Required task
Please pull out every line of the entries below that contains the string "glowing", copying each such line in full. Case counts.
══ Records shown
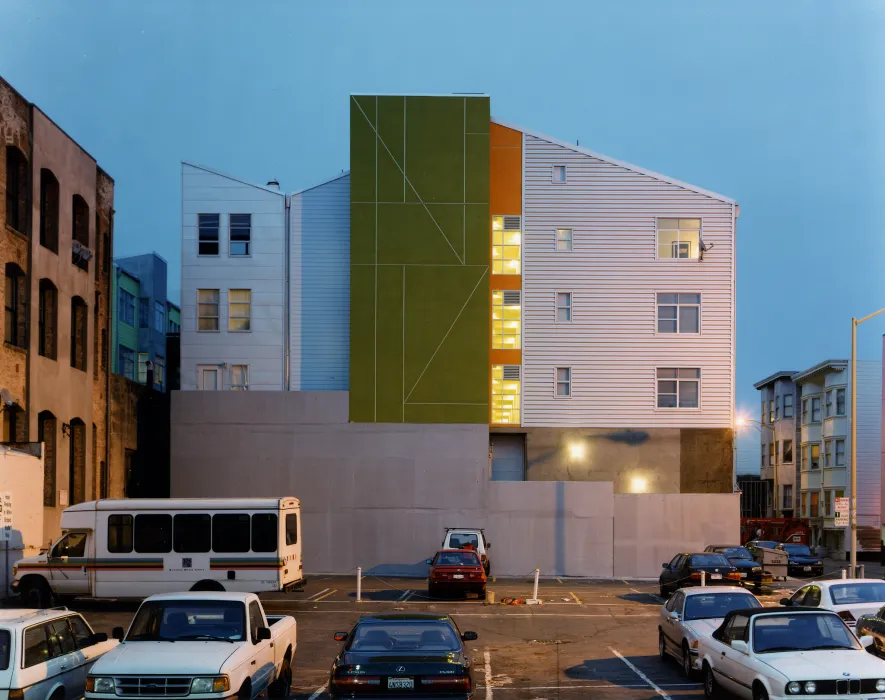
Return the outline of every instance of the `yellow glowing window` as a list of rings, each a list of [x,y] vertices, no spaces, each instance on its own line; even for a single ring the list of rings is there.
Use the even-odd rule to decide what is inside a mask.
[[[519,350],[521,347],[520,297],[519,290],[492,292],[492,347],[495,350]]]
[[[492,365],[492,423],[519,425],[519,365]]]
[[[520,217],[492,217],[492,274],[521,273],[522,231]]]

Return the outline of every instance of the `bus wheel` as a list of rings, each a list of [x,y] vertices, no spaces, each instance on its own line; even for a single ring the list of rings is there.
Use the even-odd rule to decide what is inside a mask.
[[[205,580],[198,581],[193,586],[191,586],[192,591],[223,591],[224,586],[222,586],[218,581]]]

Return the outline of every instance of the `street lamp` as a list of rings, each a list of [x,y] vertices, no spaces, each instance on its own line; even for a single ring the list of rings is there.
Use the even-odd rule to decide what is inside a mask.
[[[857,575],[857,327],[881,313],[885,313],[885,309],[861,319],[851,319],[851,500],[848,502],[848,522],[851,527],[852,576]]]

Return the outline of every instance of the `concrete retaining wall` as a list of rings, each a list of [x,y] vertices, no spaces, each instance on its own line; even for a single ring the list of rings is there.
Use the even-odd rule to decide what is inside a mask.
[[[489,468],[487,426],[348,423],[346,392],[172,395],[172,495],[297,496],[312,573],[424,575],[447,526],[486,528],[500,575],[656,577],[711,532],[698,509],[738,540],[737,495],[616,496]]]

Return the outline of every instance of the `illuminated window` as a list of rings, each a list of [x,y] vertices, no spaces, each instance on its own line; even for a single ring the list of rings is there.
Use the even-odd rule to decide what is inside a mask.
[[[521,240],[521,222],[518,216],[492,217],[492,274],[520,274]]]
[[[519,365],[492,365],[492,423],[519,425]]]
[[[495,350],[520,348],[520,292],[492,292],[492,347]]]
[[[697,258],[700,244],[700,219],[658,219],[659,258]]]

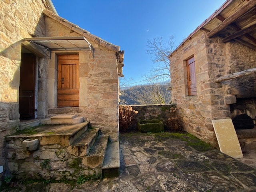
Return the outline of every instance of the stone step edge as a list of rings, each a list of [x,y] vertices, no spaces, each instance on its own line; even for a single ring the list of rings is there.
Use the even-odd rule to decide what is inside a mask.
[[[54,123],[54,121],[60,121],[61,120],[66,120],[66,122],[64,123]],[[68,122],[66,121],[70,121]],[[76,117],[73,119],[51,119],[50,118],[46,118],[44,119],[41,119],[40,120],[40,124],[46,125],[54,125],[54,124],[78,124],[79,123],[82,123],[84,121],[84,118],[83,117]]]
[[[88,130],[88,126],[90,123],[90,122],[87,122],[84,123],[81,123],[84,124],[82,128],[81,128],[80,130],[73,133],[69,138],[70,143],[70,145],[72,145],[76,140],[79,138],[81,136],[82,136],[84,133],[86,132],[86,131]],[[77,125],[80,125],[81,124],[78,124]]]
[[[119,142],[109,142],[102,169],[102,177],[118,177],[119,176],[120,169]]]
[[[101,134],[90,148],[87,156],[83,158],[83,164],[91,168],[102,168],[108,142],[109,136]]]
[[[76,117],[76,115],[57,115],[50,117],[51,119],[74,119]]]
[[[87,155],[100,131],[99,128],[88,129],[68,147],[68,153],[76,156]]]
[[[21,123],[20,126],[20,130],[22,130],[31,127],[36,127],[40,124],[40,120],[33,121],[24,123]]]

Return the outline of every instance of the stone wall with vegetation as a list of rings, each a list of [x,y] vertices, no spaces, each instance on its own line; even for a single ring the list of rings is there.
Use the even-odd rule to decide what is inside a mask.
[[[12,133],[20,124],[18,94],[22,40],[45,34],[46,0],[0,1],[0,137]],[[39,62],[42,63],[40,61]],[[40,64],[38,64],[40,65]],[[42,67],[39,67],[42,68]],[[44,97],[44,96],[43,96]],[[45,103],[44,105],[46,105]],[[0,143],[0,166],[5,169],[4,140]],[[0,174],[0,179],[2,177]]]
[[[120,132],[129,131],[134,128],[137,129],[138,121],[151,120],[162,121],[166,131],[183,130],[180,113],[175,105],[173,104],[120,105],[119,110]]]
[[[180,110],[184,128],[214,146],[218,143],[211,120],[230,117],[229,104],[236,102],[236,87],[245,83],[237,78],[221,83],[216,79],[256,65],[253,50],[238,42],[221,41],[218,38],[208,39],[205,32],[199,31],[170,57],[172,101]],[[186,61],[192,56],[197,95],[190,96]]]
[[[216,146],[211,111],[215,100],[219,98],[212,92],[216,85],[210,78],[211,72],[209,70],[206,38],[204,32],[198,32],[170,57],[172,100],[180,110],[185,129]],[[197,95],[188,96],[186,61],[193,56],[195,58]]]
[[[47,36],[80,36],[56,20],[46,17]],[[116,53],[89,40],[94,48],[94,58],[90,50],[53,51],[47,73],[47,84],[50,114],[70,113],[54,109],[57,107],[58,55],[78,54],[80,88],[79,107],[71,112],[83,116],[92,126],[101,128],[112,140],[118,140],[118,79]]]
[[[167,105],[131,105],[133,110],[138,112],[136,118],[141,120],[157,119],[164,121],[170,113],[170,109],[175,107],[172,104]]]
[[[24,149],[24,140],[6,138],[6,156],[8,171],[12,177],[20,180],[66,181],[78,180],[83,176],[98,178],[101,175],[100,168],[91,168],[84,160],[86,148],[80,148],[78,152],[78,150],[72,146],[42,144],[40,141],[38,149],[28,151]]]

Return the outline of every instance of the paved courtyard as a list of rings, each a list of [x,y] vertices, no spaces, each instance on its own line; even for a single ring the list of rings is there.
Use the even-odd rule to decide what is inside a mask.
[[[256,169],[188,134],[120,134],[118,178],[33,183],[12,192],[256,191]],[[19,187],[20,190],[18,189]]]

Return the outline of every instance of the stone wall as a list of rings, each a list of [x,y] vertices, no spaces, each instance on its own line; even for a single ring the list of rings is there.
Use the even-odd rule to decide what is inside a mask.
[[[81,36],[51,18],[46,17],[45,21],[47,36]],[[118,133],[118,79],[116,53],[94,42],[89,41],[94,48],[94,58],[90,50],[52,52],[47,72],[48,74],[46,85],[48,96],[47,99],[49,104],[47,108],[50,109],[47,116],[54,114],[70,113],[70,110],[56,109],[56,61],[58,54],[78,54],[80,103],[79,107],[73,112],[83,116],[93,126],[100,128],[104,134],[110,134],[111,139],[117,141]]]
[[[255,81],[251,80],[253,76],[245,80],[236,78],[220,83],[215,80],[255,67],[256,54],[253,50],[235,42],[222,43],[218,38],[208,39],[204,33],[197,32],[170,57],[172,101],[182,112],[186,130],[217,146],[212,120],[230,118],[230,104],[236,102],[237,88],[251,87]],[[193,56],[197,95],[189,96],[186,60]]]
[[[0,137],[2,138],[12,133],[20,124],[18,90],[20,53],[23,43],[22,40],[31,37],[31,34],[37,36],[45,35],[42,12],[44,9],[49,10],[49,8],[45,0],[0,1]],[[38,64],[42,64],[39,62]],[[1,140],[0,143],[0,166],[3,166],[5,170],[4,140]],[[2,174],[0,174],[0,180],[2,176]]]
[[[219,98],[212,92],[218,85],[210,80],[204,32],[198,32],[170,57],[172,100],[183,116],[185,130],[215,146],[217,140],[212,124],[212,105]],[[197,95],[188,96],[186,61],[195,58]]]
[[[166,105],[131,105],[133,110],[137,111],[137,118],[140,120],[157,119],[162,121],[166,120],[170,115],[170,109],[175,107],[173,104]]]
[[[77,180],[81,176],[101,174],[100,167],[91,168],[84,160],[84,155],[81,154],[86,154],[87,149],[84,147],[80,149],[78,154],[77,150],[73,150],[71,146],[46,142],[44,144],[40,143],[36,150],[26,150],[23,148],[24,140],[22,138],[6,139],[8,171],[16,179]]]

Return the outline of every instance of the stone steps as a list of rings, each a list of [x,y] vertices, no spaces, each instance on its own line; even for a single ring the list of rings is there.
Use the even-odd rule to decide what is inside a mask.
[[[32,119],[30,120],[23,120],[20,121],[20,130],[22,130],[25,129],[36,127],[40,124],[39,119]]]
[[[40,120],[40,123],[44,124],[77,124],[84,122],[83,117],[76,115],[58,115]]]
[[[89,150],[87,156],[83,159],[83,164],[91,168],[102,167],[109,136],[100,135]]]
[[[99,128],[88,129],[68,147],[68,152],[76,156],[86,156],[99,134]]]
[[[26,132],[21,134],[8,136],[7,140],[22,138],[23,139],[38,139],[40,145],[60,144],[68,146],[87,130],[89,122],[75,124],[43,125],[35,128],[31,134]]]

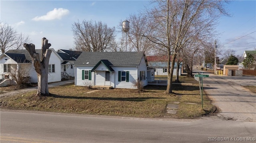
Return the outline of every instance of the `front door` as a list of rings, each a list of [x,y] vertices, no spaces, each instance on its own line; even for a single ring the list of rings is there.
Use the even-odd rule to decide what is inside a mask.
════
Written response
Return the outline of every instance of the `yellow glowing window` as a list of rings, each a list of [x,y] vertices, no spaces, each instance on its own line; even for a single ring the list of rings is there.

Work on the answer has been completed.